Complex Trauma

What is complex trauma?

Complex trauma is early on repeated experiences in development. This trauma is a presents itself as PTSD but may not be as responsive to typical treatment for PTSD because it is very difficult to diagnosed a child with complex trauma.

Why is it’s significance?

Complex trauma Inhibits the neural system’s ability to return to normal but changes the system to appear like one that is always anticipating or responding to trauma.

Symptoms (often times occurs when a child is anticipating or believe that the trauma is reacuring):

-Poor concentration

-Poor attention

-Poor judgement

-Highly Reactive

-Responds to threat if not present

-Fight, flight, freeze

What does fight flight freeze look like?

Fight is seen as the aggressive reaction where the child may physically, and or verbally lash out.

Flight can present itself as a child fleeing a situation.

Freeze is often shown by the child not speaking, or moving. A child may be moving from shaking, crying, irregularly breathing but will not move places.

Effective treatment:

-Day to day collaboration with adults present in child’s life

-Preventative programs for parents who are at risk of not being able to provide for their child

-Trauma focused therapies (here is a link to distinguish the purpose of each trauma focused therapy: )

-Art therapy


Things that can be done as an educator:

-Recognize when a child is experiencing symptoms of trauma, and respond compassionately

-Create a routine classroom with predictable transitions

-Be cautious of what the trauma comes from and adapt your practice (ex: be cautious of discussing certain topics, consider rules of physical boundaries in classroom like asking before giving a friend a hug).

-Have a safety plan for the child (ex: a safe space for the child to go through when experiencing symptoms)

-Take care of yourself, and remember there are people to support you in your school!

How to complete this task:
Rewrite the complex trauma text from "-Be cautious of" to "in your school!", replacing "safety plan" with "crisis plan".

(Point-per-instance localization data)
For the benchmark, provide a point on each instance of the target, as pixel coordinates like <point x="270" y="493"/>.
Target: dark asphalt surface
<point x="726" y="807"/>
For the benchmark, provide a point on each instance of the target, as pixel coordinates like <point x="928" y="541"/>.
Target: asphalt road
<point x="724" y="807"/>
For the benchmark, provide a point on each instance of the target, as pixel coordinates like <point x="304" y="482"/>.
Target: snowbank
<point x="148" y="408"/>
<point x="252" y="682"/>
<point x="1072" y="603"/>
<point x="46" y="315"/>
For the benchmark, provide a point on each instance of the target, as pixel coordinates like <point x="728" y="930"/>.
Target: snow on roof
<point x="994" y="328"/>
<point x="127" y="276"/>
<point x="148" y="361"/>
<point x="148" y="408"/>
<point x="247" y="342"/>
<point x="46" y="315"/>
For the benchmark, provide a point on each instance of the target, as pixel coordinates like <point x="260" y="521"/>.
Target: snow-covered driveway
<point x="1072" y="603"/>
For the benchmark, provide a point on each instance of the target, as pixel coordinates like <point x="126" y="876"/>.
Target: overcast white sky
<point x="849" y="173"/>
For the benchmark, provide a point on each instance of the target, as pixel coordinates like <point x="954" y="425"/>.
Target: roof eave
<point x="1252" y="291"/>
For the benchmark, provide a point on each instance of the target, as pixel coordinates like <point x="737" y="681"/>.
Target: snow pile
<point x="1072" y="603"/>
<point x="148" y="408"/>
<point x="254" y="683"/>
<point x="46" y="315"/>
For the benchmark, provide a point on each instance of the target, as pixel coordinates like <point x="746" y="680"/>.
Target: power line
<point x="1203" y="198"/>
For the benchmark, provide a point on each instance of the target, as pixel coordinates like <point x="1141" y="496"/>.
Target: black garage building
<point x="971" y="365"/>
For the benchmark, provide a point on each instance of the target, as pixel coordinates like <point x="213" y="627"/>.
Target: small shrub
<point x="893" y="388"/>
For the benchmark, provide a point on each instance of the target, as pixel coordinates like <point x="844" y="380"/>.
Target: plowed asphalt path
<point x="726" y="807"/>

Task solution:
-Be cautious of what the trauma comes from and adapt your practice (ex: be cautious of discussing certain topics, consider rules of physical boundaries in classroom like asking before giving a friend a hug).

-Have a crisis plan for the child (ex: a safe space for the child to go through when experiencing symptoms)

-Take care of yourself, and remember there are people to support you in your school!